- [Stated exercise]: Rescale the material from the line containing "target | car roof" up to and including the line containing "x=819, y=211". Reproduce every one of those lines, requests included, but multiply each answer point coordinate by 0.3 and round to the nearest whole number, with halves rounded up; sample coordinates stay unchanged.

Stored dataset entries
* * * * *

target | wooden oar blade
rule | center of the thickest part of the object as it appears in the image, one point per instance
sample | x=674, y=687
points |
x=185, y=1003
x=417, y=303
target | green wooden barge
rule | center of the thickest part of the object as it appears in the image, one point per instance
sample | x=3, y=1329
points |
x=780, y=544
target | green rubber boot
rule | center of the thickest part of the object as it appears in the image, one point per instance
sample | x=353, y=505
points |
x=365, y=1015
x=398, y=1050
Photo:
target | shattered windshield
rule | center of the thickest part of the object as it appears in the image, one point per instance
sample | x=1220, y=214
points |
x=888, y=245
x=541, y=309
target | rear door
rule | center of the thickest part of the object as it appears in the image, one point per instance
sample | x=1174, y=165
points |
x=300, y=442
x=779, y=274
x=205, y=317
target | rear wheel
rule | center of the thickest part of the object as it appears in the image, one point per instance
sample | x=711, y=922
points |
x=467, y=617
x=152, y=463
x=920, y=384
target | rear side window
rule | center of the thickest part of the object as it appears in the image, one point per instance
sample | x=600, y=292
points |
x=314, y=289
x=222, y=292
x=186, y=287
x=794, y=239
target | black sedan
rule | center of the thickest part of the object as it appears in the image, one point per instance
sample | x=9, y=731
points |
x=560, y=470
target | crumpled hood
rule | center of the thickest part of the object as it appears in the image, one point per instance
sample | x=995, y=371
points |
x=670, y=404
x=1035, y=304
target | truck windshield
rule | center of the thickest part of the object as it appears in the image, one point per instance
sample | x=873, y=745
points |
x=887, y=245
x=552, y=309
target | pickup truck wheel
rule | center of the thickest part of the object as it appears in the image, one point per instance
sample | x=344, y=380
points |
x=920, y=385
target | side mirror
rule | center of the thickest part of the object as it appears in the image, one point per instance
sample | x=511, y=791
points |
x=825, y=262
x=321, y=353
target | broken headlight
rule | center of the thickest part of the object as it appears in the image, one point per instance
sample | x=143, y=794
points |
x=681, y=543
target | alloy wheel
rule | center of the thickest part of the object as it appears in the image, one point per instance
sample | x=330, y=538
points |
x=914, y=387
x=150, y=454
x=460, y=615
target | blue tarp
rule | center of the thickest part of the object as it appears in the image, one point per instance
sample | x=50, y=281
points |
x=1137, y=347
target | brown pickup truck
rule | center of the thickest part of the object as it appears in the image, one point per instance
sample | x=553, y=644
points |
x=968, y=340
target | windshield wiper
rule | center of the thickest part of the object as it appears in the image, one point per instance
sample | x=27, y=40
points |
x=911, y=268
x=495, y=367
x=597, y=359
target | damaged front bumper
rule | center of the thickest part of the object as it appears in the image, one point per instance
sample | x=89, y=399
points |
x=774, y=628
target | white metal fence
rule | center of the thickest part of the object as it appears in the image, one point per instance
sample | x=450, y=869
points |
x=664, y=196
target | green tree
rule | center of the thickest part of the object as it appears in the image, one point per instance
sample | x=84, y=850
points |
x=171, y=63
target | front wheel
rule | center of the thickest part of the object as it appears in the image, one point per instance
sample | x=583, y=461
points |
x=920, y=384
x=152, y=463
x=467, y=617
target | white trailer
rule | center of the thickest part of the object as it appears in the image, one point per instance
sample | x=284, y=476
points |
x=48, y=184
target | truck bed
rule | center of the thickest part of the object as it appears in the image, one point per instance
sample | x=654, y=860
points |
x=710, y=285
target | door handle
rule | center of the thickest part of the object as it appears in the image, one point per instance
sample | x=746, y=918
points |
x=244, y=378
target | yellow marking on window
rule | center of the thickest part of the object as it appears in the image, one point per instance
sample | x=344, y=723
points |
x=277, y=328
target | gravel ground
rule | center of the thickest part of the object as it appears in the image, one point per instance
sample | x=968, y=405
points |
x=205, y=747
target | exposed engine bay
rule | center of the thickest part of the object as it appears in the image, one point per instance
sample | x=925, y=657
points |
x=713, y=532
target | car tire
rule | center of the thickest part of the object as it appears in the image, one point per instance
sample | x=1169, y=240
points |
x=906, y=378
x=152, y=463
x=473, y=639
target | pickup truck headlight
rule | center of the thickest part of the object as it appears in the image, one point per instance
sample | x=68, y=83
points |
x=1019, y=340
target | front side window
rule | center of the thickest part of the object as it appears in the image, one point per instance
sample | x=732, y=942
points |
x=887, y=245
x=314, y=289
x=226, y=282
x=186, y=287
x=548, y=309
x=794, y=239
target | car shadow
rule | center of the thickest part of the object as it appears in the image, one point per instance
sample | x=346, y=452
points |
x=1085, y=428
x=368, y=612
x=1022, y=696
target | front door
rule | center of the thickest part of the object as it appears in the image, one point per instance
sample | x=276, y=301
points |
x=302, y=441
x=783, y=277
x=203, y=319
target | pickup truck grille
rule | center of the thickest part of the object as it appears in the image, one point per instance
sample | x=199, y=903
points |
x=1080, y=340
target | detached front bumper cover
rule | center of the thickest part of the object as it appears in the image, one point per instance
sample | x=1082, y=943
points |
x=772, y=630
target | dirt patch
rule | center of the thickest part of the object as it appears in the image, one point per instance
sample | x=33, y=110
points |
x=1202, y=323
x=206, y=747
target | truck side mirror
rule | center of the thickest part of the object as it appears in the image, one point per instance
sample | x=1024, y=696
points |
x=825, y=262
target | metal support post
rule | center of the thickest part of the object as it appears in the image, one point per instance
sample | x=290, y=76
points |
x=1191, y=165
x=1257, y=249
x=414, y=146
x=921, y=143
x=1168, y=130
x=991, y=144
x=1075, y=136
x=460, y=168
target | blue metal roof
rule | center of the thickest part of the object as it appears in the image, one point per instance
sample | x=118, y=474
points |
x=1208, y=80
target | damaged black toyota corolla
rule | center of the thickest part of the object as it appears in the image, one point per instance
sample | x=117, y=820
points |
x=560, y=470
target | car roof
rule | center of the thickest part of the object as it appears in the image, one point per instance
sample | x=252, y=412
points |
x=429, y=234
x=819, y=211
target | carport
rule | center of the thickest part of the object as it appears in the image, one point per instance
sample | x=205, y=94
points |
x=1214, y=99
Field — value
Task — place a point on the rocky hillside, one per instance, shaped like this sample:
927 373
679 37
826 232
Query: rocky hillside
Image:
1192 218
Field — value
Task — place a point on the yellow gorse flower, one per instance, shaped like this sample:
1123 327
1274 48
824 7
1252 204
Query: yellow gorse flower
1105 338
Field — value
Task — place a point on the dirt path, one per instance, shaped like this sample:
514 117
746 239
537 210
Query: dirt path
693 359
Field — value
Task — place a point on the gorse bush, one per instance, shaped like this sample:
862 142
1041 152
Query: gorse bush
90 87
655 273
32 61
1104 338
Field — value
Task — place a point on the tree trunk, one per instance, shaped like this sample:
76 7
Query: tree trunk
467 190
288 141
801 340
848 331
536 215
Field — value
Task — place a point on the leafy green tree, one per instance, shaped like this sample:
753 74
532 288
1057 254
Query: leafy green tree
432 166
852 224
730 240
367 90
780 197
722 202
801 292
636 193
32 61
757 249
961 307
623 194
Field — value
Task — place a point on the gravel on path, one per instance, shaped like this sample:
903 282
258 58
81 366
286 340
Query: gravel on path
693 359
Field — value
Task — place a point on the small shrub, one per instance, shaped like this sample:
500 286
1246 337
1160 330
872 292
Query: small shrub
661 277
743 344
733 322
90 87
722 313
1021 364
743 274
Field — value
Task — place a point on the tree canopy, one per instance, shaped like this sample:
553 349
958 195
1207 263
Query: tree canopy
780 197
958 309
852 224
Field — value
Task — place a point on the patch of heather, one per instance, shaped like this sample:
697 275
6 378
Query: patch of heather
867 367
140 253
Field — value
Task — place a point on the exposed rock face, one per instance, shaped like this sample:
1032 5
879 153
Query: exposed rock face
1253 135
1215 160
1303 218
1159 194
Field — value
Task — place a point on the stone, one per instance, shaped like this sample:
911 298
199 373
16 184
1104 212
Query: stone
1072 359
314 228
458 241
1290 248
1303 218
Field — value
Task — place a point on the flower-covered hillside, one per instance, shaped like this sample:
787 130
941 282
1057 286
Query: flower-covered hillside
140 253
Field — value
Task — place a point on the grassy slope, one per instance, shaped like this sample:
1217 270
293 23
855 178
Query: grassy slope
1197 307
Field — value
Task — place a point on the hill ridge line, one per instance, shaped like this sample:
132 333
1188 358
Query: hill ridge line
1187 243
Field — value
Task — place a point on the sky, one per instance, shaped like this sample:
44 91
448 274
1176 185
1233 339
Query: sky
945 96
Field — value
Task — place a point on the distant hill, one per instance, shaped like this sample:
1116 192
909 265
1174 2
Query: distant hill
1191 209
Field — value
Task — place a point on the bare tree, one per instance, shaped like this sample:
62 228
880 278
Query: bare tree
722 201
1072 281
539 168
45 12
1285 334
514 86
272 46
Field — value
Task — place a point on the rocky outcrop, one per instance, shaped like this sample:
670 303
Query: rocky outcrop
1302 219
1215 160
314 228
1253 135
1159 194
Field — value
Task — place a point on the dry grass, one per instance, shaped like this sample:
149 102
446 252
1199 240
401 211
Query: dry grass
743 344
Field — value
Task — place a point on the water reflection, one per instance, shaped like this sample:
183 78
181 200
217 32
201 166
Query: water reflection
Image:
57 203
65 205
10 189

* * * * *

- [Answer]:
target | car roof
rule | center of the thickest part of the object as it appears in the image, one point per instance
sample | x=252, y=412
points |
x=129, y=70
x=246, y=63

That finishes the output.